Stated task — Reproduce word for word the part of the forum thread about big cats that runs from "When I worked" up to and including "circus type cage.".
+++ Reading passage +++
Wow. I hope the guy lived... And I admit, I am sorry to see the cat get killed for doing what cats do naturally. This is more like the aftermath of an attack? I see prey, and posessiveness - I once got bit by a half feral housecat that did something similar - I tried feeding her by hand, she missed, and I had to choke her out to make her let go of my fingers (good thing she's only 6lb huh). I am also surprised they weren't better prepared and had to go find an armed guard (?) to shoot the cat. I mean, come on, it's a large and dangerous wild animal after all, shoulda had some forethought for a situation like this!


----------



## shawn murace (Feb 20, 2007)

When I worked with exotics, big cats (always under sedation) and Cassowaries were the only animals that really put me on edge. Giant (20+ feet) constrictors, cobras, gators, monkeys no problem at all. There's just something about a big cat and 200 pound birds though. The pads on the lions feet, not including the nails, were larger than my hand. Why anyone would have them as a pet is beyond me. I know a lawyer that has a snow leopard. Not sure how he obtained a CITES permit but he has a leopard on his outside porch in a huge circus type cage.
+++ Data +++
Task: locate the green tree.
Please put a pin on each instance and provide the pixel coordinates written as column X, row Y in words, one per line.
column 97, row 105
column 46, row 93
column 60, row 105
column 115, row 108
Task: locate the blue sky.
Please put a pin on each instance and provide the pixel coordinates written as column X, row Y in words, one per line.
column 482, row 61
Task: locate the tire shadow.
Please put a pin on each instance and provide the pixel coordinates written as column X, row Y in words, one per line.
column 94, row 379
+++
+++ Data +++
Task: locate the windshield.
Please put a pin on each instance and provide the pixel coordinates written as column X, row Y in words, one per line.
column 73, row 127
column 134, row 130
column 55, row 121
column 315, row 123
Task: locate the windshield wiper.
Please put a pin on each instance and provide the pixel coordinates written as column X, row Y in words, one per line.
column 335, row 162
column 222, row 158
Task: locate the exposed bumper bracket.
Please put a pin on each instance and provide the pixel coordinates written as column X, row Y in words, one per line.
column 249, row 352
+++
+++ Data +++
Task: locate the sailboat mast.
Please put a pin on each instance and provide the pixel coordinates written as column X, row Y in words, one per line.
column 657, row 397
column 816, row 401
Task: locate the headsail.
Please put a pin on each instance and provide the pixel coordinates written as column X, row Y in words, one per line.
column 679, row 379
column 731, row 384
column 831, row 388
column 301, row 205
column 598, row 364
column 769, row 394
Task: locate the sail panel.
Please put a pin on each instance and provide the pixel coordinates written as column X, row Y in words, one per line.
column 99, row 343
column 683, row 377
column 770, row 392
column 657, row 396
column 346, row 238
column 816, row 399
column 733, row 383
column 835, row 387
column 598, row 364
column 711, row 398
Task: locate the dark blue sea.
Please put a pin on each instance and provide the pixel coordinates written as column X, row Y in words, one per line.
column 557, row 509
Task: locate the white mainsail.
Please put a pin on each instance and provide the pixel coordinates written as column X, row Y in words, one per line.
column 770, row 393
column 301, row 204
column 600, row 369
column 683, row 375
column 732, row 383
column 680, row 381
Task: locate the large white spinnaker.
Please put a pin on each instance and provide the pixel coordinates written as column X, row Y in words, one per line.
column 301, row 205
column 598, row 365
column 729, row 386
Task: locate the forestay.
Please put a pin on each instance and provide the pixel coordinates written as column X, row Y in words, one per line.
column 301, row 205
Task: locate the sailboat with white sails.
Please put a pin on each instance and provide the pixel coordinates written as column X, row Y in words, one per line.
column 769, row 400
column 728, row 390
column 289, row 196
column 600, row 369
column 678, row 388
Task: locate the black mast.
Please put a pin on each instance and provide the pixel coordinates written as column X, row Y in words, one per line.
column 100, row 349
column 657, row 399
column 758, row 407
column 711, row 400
+++
The output —
When I worked with exotics, big cats (always under sedation) and Cassowaries were the only animals that really put me on edge. Giant (20+ feet) constrictors, cobras, gators, monkeys no problem at all. There's just something about a big cat and 200 pound birds though. The pads on the lions feet, not including the nails, were larger than my hand. Why anyone would have them as a pet is beyond me. I know a lawyer that has a snow leopard. Not sure how he obtained a CITES permit but he has a leopard on his outside porch in a huge circus type cage.